TASK GOAL
Filter the listing below, keeping every line that holds "slat".

SOURCE MATERIAL
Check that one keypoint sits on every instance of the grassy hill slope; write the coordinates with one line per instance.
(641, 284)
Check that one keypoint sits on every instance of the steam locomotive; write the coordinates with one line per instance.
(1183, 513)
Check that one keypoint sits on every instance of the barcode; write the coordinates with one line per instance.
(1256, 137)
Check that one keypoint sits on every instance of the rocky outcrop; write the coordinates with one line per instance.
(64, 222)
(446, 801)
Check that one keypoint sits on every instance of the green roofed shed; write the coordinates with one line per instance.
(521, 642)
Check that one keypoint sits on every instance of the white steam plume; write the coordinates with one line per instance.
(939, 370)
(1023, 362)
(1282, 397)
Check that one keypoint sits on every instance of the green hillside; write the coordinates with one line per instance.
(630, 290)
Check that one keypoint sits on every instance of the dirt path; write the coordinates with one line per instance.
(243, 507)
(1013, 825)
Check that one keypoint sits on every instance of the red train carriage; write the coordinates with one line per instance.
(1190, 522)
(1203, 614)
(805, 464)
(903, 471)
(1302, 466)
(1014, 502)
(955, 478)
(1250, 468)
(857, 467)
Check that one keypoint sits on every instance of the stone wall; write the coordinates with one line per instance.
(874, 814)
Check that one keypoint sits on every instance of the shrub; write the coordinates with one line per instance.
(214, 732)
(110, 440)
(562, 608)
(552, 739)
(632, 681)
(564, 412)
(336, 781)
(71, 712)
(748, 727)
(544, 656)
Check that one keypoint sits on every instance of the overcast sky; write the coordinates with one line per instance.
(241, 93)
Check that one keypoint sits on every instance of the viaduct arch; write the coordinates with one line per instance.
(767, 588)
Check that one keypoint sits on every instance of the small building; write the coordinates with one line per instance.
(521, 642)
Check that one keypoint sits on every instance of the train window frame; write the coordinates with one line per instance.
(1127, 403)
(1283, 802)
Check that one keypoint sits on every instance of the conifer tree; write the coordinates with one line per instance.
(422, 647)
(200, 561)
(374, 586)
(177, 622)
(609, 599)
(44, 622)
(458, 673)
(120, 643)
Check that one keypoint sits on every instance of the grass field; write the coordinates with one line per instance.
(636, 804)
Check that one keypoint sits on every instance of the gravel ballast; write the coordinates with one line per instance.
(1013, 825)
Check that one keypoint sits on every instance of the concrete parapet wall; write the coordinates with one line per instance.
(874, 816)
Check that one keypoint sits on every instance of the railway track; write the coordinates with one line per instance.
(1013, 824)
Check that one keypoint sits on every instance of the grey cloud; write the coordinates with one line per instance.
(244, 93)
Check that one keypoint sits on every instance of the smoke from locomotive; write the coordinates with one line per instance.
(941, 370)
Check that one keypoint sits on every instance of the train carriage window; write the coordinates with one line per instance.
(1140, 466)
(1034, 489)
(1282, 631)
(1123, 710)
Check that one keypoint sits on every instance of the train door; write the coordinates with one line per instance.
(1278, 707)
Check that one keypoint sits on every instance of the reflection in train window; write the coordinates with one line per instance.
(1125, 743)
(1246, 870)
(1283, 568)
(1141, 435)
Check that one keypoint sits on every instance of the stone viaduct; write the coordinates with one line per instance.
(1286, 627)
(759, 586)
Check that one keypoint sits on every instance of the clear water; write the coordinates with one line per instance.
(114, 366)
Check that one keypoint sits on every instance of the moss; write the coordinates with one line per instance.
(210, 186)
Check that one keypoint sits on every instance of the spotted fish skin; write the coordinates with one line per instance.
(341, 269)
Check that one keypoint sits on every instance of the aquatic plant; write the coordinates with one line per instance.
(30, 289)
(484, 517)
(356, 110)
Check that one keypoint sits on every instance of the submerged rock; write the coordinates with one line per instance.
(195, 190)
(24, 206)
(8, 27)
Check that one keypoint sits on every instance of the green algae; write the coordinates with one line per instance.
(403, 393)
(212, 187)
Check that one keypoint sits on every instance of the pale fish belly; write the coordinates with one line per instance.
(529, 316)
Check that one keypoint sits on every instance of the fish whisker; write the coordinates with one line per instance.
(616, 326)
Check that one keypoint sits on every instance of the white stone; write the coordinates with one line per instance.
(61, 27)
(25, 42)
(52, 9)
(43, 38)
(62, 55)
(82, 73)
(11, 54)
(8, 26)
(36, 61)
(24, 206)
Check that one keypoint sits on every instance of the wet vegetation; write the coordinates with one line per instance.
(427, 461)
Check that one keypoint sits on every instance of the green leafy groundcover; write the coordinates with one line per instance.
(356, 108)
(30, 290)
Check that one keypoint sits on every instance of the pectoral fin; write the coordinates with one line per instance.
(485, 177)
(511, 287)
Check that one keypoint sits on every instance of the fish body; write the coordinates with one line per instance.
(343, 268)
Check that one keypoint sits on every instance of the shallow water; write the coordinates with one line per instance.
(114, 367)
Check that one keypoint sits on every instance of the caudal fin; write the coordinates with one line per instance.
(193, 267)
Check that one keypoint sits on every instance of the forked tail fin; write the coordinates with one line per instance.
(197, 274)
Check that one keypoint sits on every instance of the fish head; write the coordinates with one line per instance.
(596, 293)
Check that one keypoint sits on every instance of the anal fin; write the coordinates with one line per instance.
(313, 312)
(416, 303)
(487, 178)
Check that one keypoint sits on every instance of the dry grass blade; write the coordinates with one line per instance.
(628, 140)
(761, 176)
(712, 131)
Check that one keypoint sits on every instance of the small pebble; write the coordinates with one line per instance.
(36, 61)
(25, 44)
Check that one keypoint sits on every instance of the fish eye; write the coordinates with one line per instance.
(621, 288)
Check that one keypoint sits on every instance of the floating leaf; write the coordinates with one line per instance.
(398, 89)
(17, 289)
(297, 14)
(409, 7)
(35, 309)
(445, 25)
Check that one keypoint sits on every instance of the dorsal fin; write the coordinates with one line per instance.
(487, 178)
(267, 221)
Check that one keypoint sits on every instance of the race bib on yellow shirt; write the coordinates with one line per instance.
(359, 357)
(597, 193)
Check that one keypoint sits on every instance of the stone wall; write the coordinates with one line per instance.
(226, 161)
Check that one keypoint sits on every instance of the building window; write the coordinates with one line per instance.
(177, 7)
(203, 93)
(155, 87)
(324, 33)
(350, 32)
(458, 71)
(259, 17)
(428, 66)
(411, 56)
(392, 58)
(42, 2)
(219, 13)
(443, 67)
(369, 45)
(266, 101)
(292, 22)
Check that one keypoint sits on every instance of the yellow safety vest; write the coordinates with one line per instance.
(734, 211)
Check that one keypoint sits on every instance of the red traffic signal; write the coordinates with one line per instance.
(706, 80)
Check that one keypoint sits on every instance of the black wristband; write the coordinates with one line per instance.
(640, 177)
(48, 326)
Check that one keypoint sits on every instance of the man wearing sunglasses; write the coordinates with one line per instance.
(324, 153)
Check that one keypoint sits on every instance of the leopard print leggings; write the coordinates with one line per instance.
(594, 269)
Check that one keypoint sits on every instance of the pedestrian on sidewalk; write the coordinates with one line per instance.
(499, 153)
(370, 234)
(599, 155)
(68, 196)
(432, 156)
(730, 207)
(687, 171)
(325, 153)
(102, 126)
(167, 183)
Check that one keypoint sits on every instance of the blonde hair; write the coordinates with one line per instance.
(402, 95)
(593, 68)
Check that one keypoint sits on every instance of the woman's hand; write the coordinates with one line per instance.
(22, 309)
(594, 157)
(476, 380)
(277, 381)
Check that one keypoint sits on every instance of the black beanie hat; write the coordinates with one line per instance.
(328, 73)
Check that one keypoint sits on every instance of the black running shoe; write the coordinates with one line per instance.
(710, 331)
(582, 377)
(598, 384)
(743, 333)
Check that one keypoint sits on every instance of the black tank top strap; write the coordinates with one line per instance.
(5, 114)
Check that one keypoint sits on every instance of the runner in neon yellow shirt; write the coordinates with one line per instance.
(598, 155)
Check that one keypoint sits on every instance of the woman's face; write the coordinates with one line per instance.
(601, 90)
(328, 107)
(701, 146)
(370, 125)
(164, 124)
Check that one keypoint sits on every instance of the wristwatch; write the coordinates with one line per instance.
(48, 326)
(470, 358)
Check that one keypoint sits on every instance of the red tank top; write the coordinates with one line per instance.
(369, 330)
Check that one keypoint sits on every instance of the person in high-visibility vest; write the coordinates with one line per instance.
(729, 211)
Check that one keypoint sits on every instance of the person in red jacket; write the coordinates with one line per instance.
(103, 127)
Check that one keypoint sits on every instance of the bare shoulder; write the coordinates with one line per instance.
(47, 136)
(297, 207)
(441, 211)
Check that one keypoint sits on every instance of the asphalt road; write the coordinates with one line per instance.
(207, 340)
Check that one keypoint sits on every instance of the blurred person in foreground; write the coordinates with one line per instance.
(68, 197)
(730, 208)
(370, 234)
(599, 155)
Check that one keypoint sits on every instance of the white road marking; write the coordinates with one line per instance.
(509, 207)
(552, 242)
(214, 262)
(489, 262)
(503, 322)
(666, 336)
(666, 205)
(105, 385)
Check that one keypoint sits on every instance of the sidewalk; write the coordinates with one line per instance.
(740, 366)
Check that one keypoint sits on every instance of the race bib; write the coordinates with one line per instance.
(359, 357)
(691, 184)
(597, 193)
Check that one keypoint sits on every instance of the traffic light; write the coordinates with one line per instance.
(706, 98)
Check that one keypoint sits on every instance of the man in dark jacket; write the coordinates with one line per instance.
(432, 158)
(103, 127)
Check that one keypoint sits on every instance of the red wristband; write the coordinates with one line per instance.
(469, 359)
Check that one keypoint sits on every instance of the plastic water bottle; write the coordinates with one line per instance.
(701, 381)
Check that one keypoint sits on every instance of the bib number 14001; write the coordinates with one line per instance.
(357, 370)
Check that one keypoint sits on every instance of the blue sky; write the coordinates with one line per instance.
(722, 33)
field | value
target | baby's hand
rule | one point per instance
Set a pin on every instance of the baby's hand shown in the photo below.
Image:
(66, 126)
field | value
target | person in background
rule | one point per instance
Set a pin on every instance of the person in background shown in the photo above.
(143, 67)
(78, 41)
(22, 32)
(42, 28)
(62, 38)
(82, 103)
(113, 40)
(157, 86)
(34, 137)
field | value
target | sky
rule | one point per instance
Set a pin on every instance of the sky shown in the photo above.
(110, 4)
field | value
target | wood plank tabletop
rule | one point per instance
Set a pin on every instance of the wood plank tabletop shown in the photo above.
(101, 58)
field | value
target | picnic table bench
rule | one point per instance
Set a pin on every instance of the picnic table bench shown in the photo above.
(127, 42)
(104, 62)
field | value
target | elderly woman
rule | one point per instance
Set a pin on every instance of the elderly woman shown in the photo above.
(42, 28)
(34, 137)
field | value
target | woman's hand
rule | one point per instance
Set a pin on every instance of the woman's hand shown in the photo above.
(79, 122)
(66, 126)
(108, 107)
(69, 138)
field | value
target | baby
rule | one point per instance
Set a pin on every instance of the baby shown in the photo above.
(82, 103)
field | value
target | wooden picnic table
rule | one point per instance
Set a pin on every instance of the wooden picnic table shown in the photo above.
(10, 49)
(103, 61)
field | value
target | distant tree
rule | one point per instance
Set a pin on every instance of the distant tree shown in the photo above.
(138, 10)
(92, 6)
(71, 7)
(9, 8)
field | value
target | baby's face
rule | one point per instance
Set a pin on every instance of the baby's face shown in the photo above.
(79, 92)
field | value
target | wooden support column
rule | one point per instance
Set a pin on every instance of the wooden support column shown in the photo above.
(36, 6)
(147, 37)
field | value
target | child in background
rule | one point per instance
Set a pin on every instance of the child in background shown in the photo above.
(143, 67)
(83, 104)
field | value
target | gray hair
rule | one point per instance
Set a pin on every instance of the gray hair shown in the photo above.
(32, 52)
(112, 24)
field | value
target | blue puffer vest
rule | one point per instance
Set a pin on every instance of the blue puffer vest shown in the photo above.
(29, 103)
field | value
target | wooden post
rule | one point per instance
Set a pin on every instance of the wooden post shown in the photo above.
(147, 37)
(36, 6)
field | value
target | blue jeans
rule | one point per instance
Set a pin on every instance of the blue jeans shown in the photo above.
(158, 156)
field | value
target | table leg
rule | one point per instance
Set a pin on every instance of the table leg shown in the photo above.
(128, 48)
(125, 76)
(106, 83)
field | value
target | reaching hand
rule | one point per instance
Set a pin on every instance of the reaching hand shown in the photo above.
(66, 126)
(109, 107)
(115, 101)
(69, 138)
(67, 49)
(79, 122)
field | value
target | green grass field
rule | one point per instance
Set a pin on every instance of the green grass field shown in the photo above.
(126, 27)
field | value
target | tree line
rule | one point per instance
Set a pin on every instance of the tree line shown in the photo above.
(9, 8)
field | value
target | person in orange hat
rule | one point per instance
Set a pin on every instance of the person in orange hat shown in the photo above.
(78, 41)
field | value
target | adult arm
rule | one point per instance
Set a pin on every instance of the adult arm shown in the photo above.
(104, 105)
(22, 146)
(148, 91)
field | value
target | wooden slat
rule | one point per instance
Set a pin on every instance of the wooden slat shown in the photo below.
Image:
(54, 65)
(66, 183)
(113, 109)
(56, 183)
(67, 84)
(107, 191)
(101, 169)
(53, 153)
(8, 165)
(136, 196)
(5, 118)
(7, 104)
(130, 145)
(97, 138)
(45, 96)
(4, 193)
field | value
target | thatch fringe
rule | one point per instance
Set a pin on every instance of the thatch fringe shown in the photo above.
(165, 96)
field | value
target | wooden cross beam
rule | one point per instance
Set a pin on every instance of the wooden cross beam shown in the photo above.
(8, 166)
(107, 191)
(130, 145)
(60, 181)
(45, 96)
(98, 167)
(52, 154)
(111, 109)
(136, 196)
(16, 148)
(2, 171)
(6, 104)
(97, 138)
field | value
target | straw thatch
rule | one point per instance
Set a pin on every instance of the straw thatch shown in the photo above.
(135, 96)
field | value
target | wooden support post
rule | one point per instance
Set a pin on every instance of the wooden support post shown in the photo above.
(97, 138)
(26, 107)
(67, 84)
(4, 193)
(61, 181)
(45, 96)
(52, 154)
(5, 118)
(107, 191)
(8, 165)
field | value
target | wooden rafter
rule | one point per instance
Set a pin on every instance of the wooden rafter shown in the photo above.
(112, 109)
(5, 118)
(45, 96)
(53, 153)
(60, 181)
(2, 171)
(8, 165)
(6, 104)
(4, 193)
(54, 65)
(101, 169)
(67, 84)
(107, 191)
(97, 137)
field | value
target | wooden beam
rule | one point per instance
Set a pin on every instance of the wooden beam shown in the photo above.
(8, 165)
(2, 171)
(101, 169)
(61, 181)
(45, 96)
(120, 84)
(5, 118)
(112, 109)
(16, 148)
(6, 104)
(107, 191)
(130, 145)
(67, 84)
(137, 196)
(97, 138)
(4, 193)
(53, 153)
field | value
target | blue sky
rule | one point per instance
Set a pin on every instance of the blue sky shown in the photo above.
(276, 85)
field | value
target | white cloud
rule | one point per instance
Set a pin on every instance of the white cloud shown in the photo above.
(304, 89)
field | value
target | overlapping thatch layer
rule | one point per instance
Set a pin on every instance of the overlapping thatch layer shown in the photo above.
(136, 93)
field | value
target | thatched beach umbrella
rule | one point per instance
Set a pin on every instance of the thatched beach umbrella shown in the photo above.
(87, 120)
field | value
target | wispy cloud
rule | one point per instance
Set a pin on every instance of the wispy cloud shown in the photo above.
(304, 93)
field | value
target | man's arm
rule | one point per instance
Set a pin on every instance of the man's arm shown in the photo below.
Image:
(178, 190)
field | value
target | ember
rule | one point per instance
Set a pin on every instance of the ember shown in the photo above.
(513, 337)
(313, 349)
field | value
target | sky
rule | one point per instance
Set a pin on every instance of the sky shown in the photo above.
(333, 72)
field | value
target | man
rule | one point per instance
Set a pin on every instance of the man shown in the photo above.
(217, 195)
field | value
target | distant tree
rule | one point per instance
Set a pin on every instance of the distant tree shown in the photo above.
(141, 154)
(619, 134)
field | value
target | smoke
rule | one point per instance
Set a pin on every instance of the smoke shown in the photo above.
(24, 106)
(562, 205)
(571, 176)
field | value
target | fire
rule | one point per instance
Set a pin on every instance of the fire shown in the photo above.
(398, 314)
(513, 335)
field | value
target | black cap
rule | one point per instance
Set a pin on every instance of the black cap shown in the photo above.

RESULT OF THIS TASK
target | wooden slat
Set a pin on every instance of the wooden slat shown in the photo below.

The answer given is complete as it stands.